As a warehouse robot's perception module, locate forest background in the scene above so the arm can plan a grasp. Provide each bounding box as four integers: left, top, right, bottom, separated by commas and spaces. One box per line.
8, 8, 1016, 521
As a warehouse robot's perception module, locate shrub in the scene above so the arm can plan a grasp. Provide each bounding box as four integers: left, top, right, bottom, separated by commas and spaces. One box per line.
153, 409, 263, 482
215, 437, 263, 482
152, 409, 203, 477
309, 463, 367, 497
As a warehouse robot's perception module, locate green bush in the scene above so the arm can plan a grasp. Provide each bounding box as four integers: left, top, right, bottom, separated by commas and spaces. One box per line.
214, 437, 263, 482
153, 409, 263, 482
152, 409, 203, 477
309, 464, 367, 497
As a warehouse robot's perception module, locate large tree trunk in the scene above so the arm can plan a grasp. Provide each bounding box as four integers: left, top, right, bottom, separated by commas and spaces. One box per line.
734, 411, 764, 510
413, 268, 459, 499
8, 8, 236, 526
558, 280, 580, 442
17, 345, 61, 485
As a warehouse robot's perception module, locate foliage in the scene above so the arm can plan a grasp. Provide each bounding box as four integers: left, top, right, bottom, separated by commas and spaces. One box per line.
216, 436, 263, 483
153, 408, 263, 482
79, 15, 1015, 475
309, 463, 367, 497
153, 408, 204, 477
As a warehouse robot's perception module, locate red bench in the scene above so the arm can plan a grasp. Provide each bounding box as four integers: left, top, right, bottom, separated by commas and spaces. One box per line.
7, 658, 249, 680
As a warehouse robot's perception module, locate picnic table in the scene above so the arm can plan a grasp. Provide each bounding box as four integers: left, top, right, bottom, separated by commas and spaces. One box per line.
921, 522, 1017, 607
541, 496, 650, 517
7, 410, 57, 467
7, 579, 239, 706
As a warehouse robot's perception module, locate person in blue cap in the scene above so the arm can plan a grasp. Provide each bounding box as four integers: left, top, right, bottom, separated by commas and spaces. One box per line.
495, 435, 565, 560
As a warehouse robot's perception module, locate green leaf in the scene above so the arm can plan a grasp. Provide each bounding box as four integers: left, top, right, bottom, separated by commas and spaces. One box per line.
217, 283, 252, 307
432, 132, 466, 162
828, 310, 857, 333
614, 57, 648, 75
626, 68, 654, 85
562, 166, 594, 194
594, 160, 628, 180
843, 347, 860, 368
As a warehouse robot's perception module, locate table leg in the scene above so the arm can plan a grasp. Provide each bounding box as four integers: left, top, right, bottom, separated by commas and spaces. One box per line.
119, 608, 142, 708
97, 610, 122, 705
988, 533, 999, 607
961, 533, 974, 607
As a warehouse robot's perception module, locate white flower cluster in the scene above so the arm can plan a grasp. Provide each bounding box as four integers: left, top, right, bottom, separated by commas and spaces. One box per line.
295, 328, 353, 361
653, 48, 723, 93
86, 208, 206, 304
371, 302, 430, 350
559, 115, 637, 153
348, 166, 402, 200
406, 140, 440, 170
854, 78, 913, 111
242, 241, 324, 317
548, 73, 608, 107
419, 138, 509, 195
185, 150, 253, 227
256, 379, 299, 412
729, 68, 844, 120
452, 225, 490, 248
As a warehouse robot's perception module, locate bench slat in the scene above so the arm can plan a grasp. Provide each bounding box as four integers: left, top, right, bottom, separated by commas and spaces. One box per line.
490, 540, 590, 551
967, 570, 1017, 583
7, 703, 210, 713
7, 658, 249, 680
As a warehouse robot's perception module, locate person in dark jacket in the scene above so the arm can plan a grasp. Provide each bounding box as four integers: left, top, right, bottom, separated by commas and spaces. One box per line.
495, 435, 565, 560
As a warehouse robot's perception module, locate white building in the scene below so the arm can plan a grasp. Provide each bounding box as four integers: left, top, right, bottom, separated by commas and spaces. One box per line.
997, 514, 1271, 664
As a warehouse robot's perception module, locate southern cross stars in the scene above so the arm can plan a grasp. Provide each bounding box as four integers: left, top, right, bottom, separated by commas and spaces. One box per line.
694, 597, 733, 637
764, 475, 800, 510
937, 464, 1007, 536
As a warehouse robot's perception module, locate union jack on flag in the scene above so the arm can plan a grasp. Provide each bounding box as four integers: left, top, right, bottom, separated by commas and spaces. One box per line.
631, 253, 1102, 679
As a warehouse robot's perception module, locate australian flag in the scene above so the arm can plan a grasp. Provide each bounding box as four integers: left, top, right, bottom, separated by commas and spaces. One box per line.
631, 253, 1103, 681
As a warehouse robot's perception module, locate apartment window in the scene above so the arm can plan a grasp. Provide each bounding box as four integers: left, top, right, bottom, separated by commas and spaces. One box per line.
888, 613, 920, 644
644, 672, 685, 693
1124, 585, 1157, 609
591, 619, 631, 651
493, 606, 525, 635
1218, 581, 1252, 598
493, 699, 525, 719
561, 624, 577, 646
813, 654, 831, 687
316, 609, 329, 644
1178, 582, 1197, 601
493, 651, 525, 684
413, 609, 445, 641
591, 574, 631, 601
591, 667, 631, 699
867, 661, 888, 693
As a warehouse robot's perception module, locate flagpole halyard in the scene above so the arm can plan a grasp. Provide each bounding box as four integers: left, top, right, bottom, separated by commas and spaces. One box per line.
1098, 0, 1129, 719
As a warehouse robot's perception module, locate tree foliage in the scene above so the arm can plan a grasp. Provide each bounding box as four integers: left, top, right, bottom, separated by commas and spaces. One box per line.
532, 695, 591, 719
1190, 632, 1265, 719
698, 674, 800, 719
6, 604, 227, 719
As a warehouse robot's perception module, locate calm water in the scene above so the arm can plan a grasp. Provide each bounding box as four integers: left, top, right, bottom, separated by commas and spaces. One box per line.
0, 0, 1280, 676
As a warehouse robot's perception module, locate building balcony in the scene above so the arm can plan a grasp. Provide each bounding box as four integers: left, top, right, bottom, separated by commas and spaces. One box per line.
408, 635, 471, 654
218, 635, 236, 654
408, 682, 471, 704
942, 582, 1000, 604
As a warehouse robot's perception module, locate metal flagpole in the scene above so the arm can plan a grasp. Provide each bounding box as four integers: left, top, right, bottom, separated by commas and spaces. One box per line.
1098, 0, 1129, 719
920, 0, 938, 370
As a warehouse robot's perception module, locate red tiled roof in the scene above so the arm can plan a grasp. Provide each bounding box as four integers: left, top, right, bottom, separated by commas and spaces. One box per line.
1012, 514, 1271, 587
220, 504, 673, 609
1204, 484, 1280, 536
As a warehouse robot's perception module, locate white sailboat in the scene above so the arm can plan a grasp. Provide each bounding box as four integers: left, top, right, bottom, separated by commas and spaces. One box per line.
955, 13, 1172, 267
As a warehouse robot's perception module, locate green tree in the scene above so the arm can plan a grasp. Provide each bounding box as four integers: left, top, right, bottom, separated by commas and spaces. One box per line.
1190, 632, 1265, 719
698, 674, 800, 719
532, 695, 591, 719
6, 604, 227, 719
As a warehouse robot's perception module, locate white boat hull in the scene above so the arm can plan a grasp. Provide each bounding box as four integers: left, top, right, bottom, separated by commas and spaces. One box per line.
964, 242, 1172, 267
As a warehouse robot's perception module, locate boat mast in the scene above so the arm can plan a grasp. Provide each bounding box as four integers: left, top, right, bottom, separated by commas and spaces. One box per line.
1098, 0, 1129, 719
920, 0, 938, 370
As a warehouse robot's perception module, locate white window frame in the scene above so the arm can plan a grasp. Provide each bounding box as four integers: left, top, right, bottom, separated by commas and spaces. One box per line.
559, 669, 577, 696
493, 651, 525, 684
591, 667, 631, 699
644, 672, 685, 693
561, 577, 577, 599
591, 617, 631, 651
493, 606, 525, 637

########################################

**WHAT IS EXPECTED**
Please render all of the items above as a two-column CSV with the headers instruction and output, one row per item. Put each item's text and its answer in a single quoted field, with line breaks replaced by spaces.

**REPLY TO THE TASK**
instruction,output
"As a warehouse robot's perception module, locate forest background in the scene above so the arm can plan a grasp. Provide each bounding box as four integers: left, top, right, bottom, separated by commas and spaces. One box per line.","8, 8, 1016, 521"
"As a warehouse robot's perception module, locate shrub in the scene above so the arm can plan a grasp. Provide each bounding box as four integers: left, top, right, bottom, separated by commas and spaces. One box per line.","153, 409, 263, 482 215, 437, 263, 482 152, 409, 203, 477 309, 463, 367, 497"
"As a warehouse robot's perception module, locate green bush in the scene above so the arm can plan a grasp. Provide each bounding box as four integers: left, top, right, bottom, separated by commas and spaces. One box per line.","214, 437, 263, 482 153, 409, 263, 482 152, 409, 203, 477 309, 464, 367, 497"
"As a warehouse robot's perception module, locate large tree trunk in the scene above so the arm can plan a grasp. Provide each bounding box as four integers: left, top, right, bottom, separated by commas and spaces. One box per line.","734, 411, 764, 510 413, 268, 459, 499 8, 8, 236, 526 558, 280, 580, 442 17, 345, 61, 485"
"As a warehouse robot's perception module, locate foliage in the scene above so the arm can plan a grasp. Provide each bounding box as four integers: left, top, right, bottom, separated by commas and spaces. One box per line.","216, 436, 263, 483 153, 408, 263, 482 79, 15, 1015, 475 309, 463, 367, 497 153, 408, 204, 477"
"As a warehouse robot's perception module, locate red bench in the scene above so the arm can plan a grasp. Provide each bounding box as four integers: left, top, right, bottom, separated by commas and spaces. One box per line.","7, 658, 249, 680"
"As a warehouse robot's perception module, locate picnic table in the scene above so the arm can plan a grasp. Provide each bounding box as four integers: left, top, right, bottom, separated by commas and spaces. One box per line.","921, 522, 1017, 607 541, 496, 650, 517 7, 410, 57, 467 7, 579, 239, 706"
"As a warehouse robot's perception module, locate person in blue cap in the scene above so the arm can plan a grasp. Provide each bounding box as four integers: left, top, right, bottom, separated by commas and spaces. One box per line.","495, 435, 565, 560"
"As a warehouse robot's perception module, locate green leaf in the scene above so the arm can plan a grasp. Provide each bounding box as four integers: left, top, right, bottom, separated by commas and spaces. One box per line.","217, 283, 252, 307 432, 132, 466, 162 828, 310, 857, 333 614, 57, 648, 75 626, 68, 654, 85 562, 166, 594, 194 594, 160, 628, 180 843, 347, 860, 368"
"As a warehouse robot's perception module, locate table leg in the scene above so the arm can plan a grasp. Provide each bounding box as four integers: left, top, right, bottom, separated by commas and spaces. One box per line.","119, 608, 142, 708 97, 610, 122, 705 988, 533, 999, 607 961, 533, 974, 607"
"As a warehouse robot's perception module, locate white flower cluster in the scene above so the arm can plan a grasp. Provide each bounding box as four integers: left, top, right, bottom, separated by commas and spaces. One box per line.","295, 328, 353, 361 653, 48, 723, 93 86, 208, 206, 304 371, 302, 430, 350 559, 115, 637, 153 348, 166, 402, 200 406, 140, 440, 170 854, 78, 913, 111 242, 241, 324, 317 548, 73, 608, 107 419, 138, 509, 195 185, 150, 253, 227 256, 379, 299, 412 729, 68, 844, 120 452, 225, 490, 248"
"As a warehouse robot's perception module, locate bench slat in the scene above so the arm can plan a grasp. Provide each bounding box as four integers: left, top, right, bottom, separated by commas and spaces. One box per line.","490, 540, 590, 551 967, 570, 1017, 583 7, 703, 210, 713 7, 658, 249, 680"
"As a warehouse robot's perception module, locate person in dark jacket in the scene above so the arm can plan a grasp. Provide each bounding box as four integers: left, top, right, bottom, separated by commas and spaces. One box per line.","495, 435, 565, 560"
"As a warehouse robot's perception module, locate white building in the scene below so the arm can plan a grasp. Provide each bounding box as four integers: left, top, right, bottom, separated by commas and spaces. One box per line.","997, 514, 1271, 664"
"As a warehouse robot's perception module, locate southern cross stars in the scene above so the arm can plan a grasp. Provide each bounding box as four integers: left, top, right, bottom, separated by commas and spaces. One box per line.","694, 597, 733, 637 764, 475, 800, 510 937, 464, 1007, 536"
"As a warehouse robot's perception module, locate union jack on flag in the scene above so the arm can plan a grasp. Provide each bounding box as four integers: left, top, right, bottom, separated by commas and spaces. One box per line.","631, 253, 1102, 679"
"As a warehouse robot's perception module, locate australian flag in the scene above so the arm can plan a grasp. Provide each bounding box as four integers: left, top, right, bottom, separated by commas and spaces. One box per line.","631, 253, 1103, 681"
"As a warehouse robot's perception module, locate apartment window in the scene above so the arm can plan a grasp. Provide each bounding box as four integers: left, top, right, bottom, separated by commas and spaces. One box per line.","888, 613, 920, 644 644, 672, 685, 693 1124, 585, 1157, 609 591, 619, 631, 651 493, 606, 525, 635 1218, 581, 1252, 598 493, 699, 525, 719 561, 624, 577, 646 813, 654, 831, 687 316, 609, 329, 644 1178, 582, 1197, 601 493, 651, 525, 684 413, 609, 445, 641 591, 574, 631, 601 591, 667, 631, 699 867, 661, 888, 693"
"As a warehouse robot's perception module, locate flagpole halyard in the scene above so the arm can plan a grasp. Provide each bounding box as four integers: left, top, right, bottom, separated by commas and spaces. One box per line.","1098, 0, 1129, 719"
"As a warehouse robot's perception module, locate tree foliage in the scene above so the arm can plan a grasp. Provide each bounding box as four integers: left, top, right, bottom, separated by commas and spaces. One box per line.","532, 695, 591, 719 1190, 632, 1265, 719 698, 674, 800, 719 6, 604, 227, 719"
"As a warehouse robot's perception module, locate calm water in the scene above so the arm can plan a grasp. Provide each bounding box as four integers: left, top, right, bottom, separated by commas and spaces. One box per line.","0, 0, 1280, 676"
"As a warehouse robot's perception module, locate building balcony in the scene above so the arm can plan a grasp. Provide each bounding box as four integers: left, top, right, bottom, separated by commas and spaces. One box per line.","408, 635, 471, 654 218, 635, 236, 654 408, 682, 471, 704 942, 582, 1000, 604"
"As a warehouse robot's perception module, locate metal flagpole in the scene above so the arm can plan a grasp. Provide each bounding box as four integers: left, top, right, bottom, separated by commas and spaces. One box per line.","1098, 0, 1129, 719 920, 0, 938, 370"
"As a warehouse robot's perception module, locate red tiled roof in the scene above so the arm can plan a grasp. Provide each bounding box as four integers: left, top, right, bottom, separated by commas and spaces. One box per line.","1012, 514, 1271, 587 220, 504, 673, 609 1204, 484, 1280, 536"
"As a warehouse robot's perception module, locate white sailboat in the scene above so the arm can plan a grasp. Provide each bounding box as four integers: left, top, right, bottom, separated by commas and spaces. One box per line.","955, 13, 1172, 267"
"As a warehouse robot's perception module, locate green tree in the scene above so the arm can plan a grasp. Provide each bounding box as four integers: left, top, right, bottom, separated by commas and spaces. One box per line.","1190, 632, 1265, 719 698, 674, 800, 719 532, 695, 591, 719 6, 604, 227, 719"
"As a warehouse robot's perception module, locate white boat hull in the scene above so the arm can plan a grasp. Provide each bounding box as four integers: left, top, right, bottom, separated by commas and spaces. One box per line.","964, 242, 1172, 267"
"As a warehouse robot's perception module, locate boat mast in the scene above so the arm can plan a grasp. Provide each bounding box as four integers: left, top, right, bottom, separated by commas and spaces. One box per line.","1098, 0, 1129, 719 920, 0, 938, 370"
"As a warehouse robot's perception module, locate white window frame in the scene above so the arm can plan a grasp. Provide each bounding box as four integers: left, top, right, bottom, separated by commas and spaces. One box per line.","559, 669, 577, 696 493, 651, 525, 684 591, 667, 631, 699 644, 672, 685, 693 561, 577, 577, 599 591, 617, 631, 651 493, 606, 525, 637"